* Set tasks
[1] In the Hudi code review comment, rewrite the part that opens with the words containing "jonvex commented on" and closes with "isStreaming = false)", replacing "catalogTable" with "hoodieCatalogTable".
[2] Answer these questions from the Hudi code review comment.
(a) Which pull request number is the comment on?
(b) Which two resolution rules were removed in Spark 3.5?
(c) What custom resolution rule is added so that INSERT with a subset of columns works?

Re: [PR] [HUDI-8898] Support INSERT SQL statement with a subset of columns in Spark 3.5 [hudi]

via GitHub Thu, 23 Jan 2025 06:19:46 -0800


jonvex commented on code in PR #12692:
URL: https://github.com/apache/hudi/pull/12692#discussion_r1927043420



##########
hudi-spark-datasource/hudi-spark3.5.x/src/main/scala/org/apache/spark/sql/hudi/analysis/HoodieSpark35Analysis.scala:
##########
@@ -64,3 +72,132 @@ case class 
HoodieSpark35DataSourceV2ToV1Fallback(sparkSession: SparkSession) ext
     LogicalRelation(relation, output, catalogTable, isStreaming = false)
   }
 }
+
+/**
+ * In Spark 3.5, the following Resolution rules are removed,
+ * [[ResolveUserSpecifiedColumns]] and [[ResolveDefaultColumns]]
+ * (see code changes in [[org.apache.spark.sql.catalyst.analysis.Analyzer]]
+ * from https://github.com/apache/spark/pull/41262).
+ * The same logic of resolving the user specified columns and default values,
+ * which are required for a subset of columns as user specified compared to 
the table
+ * schema to work properly, are deferred to [[PreprocessTableInsertion]] for 
v1 INSERT.
+ *
+ * Note that [[HoodieAnalysis]] intercepts the [[InsertIntoStatement]] after 
Spark's built-in
+ * Resolution rules are applies, the logic of resolving the user specified 
columns and default
+ * values may no longer be applied. To make INSERT with a subset of columns 
specified by user
+ * to work, this custom resolution rule 
[[HoodieSpark35ResolveColumnsForInsertInto]] is added
+ * to achieve the same, before converting [[InsertIntoStatement]] into
+ * [[InsertIntoHoodieTableCommand]].

* Dataset records
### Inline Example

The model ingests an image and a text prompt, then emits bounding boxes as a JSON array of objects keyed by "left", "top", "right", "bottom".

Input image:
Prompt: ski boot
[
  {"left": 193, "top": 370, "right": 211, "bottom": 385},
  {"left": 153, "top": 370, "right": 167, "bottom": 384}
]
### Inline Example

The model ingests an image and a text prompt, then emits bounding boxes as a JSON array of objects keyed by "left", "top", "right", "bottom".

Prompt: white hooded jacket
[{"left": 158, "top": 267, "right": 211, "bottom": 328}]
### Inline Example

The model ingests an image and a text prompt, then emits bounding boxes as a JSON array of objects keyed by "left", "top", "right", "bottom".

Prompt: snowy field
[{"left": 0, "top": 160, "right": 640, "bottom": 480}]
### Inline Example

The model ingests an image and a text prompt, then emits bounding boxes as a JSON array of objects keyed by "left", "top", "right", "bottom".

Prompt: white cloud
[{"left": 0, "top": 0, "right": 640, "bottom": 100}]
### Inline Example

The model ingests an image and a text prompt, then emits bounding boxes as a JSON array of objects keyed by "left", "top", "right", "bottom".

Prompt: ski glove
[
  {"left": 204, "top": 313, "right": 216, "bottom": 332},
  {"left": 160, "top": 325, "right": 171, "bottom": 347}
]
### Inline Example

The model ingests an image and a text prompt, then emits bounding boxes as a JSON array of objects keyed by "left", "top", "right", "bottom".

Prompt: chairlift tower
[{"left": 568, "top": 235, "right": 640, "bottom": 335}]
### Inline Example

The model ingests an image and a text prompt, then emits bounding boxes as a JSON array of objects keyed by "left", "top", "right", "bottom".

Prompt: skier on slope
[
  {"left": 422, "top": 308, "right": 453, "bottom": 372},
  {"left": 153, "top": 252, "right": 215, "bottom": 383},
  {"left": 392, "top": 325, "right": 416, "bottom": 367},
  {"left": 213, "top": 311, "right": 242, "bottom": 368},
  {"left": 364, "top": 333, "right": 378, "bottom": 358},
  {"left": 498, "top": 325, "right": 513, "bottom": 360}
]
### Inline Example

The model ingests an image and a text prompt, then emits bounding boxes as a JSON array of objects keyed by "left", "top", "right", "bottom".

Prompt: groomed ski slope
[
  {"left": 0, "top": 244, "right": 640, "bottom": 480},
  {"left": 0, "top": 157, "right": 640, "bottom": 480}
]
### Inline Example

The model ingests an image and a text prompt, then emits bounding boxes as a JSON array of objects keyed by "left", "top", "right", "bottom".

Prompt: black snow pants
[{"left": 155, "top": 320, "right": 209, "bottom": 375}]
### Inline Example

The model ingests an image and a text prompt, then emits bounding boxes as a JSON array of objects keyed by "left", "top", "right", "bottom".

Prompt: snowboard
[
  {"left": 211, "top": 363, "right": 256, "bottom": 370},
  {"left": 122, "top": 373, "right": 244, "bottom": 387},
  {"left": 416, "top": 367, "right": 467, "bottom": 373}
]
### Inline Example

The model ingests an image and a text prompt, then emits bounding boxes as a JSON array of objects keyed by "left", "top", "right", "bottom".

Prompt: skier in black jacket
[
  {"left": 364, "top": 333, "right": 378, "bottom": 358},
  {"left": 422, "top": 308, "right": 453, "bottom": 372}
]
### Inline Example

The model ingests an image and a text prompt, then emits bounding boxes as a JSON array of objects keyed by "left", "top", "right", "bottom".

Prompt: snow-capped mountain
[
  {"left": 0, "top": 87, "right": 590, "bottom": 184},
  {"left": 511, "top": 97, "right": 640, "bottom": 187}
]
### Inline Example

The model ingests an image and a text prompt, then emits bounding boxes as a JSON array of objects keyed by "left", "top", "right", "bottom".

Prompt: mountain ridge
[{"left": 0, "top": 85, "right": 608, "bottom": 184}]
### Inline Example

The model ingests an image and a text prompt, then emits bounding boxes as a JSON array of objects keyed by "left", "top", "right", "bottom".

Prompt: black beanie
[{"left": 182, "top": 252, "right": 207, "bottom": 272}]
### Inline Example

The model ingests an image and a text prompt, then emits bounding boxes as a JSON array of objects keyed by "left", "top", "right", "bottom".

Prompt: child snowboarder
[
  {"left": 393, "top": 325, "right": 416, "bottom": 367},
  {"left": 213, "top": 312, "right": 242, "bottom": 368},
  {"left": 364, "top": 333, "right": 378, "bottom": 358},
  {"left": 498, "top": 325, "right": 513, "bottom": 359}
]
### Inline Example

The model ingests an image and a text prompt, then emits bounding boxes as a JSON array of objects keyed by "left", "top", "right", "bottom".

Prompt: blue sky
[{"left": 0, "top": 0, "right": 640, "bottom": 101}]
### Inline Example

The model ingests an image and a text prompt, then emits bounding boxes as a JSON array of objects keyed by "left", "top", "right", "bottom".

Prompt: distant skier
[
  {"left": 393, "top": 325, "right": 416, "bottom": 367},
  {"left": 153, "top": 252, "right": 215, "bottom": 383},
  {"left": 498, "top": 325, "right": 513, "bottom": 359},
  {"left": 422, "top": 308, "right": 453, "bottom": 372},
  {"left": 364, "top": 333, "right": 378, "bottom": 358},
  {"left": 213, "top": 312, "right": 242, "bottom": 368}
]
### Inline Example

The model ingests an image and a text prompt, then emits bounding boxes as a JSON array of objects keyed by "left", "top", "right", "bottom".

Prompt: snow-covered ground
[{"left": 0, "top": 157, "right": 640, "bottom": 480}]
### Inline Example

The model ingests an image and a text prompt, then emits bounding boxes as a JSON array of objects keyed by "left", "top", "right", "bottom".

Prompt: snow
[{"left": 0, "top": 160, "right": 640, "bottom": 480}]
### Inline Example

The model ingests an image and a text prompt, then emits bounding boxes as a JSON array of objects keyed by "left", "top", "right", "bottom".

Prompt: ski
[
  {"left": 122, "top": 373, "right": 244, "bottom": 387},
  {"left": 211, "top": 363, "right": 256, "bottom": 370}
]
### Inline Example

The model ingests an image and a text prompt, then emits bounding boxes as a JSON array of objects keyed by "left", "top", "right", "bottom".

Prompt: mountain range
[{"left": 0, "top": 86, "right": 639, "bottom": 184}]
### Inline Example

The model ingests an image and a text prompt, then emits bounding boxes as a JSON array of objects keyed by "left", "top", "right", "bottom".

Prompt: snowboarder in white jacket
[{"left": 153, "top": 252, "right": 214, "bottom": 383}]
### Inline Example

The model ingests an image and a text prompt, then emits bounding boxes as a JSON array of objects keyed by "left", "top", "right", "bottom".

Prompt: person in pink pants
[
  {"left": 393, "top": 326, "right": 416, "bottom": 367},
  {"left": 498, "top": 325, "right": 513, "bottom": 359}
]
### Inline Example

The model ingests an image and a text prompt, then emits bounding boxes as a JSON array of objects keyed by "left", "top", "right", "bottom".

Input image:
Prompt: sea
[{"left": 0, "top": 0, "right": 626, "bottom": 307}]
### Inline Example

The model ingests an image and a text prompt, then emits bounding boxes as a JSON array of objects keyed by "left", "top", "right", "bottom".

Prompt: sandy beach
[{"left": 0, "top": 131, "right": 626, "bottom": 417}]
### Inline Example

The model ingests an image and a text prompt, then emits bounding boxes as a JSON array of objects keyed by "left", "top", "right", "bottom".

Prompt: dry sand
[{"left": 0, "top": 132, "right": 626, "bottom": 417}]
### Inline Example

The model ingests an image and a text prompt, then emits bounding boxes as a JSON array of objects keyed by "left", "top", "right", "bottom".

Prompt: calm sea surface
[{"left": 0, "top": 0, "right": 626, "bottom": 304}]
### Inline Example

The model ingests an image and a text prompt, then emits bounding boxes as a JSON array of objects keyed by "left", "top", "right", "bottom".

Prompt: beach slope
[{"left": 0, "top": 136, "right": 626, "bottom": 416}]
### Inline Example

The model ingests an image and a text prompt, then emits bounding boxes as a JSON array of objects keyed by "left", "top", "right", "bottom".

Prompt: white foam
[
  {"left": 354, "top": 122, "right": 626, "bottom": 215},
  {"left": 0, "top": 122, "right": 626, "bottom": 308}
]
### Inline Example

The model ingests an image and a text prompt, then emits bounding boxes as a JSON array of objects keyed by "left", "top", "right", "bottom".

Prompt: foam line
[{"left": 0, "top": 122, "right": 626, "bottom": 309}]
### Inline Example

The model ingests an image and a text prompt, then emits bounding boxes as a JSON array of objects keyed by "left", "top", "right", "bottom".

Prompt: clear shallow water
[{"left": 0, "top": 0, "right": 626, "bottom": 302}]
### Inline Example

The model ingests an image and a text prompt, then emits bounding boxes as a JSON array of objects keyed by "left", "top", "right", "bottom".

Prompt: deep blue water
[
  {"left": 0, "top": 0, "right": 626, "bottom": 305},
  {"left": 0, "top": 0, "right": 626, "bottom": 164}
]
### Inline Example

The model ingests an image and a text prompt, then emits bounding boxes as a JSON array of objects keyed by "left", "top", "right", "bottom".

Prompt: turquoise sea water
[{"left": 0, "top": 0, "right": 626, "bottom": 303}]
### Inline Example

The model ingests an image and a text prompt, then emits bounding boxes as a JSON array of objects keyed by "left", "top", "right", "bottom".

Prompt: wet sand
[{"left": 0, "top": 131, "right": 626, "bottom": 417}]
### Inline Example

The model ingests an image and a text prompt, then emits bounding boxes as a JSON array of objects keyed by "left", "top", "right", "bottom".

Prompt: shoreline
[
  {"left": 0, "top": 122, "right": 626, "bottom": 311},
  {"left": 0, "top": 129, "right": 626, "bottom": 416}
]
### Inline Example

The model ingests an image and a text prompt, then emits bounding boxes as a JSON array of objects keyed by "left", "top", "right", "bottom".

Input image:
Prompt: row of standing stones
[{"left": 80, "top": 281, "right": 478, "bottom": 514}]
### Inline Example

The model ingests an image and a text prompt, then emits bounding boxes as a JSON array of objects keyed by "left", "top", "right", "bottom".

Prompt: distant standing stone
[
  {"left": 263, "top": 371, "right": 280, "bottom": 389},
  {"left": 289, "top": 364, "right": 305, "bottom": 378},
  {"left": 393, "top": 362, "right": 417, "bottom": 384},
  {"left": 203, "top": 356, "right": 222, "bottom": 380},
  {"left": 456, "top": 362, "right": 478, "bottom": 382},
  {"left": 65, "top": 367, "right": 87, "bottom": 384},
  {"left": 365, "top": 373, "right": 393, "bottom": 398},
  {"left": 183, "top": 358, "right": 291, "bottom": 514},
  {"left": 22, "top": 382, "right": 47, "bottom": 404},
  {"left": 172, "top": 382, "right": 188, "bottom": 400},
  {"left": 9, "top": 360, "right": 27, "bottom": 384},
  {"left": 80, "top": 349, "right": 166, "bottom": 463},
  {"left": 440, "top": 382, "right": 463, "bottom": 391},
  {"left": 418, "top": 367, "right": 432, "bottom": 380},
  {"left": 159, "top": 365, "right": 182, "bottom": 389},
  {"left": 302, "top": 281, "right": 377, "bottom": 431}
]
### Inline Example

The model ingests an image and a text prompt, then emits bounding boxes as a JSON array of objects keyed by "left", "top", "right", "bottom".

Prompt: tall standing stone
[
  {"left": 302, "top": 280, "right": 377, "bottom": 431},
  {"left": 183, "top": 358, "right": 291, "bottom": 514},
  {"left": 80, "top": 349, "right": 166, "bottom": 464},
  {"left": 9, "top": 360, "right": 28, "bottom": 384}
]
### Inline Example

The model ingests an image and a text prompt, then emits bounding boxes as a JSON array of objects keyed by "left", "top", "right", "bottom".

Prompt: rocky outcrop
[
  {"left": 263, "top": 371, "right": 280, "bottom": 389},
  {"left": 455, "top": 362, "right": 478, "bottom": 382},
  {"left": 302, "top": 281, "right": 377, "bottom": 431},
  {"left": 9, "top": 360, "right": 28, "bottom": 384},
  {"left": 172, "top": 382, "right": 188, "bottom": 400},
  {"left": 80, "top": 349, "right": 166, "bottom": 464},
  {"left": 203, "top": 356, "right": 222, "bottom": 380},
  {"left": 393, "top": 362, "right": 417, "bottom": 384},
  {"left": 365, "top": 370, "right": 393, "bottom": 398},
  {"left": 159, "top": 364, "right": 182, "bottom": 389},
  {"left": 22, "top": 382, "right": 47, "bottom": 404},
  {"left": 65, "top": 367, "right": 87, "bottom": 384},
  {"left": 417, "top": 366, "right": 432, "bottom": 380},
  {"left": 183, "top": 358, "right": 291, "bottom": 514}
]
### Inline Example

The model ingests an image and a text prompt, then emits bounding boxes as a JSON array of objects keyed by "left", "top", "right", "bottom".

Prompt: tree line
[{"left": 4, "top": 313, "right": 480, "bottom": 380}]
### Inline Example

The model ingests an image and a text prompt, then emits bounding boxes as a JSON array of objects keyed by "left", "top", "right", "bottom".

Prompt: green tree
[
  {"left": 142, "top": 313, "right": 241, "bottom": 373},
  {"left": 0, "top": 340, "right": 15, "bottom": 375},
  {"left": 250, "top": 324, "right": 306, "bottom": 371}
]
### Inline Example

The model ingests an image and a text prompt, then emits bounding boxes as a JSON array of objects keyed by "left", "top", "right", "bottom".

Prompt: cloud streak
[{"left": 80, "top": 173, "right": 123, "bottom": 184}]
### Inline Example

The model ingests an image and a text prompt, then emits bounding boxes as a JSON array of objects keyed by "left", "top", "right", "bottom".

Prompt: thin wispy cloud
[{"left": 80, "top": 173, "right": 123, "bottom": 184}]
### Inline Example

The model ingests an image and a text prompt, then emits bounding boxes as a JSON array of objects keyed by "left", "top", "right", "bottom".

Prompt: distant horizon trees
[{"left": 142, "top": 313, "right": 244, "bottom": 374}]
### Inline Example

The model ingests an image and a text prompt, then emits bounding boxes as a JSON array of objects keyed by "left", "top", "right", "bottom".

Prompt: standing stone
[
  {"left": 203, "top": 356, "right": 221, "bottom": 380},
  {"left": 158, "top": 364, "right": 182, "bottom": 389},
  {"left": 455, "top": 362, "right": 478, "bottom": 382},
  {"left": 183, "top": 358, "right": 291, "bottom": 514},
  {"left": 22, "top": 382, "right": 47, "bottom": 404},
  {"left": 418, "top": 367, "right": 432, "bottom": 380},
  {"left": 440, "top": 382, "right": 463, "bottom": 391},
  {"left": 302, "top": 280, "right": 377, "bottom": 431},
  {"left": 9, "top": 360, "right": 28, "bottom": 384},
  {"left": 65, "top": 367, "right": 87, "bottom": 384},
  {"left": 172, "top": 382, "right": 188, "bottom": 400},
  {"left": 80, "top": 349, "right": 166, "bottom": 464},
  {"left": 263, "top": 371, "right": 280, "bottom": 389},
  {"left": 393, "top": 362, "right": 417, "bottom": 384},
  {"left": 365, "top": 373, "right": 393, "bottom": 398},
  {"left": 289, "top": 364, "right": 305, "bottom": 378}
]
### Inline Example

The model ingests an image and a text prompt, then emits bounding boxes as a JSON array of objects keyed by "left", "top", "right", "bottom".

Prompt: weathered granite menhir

* Answers for the exercise
[1]
jonvex commented on code in PR #12692:
URL: https://github.com/apache/hudi/pull/12692#discussion_r1927043420



##########
hudi-spark-datasource/hudi-spark3.5.x/src/main/scala/org/apache/spark/sql/hudi/analysis/HoodieSpark35Analysis.scala:
##########
@@ -64,3 +72,132 @@ case class 
HoodieSpark35DataSourceV2ToV1Fallback(sparkSession: SparkSession) ext
     LogicalRelation(relation, output, hoodieCatalogTable, isStreaming = false)

[2]
(a) #12692
(b) ResolveUserSpecifiedColumns and ResolveDefaultColumns
(c) HoodieSpark35ResolveColumnsForInsertInto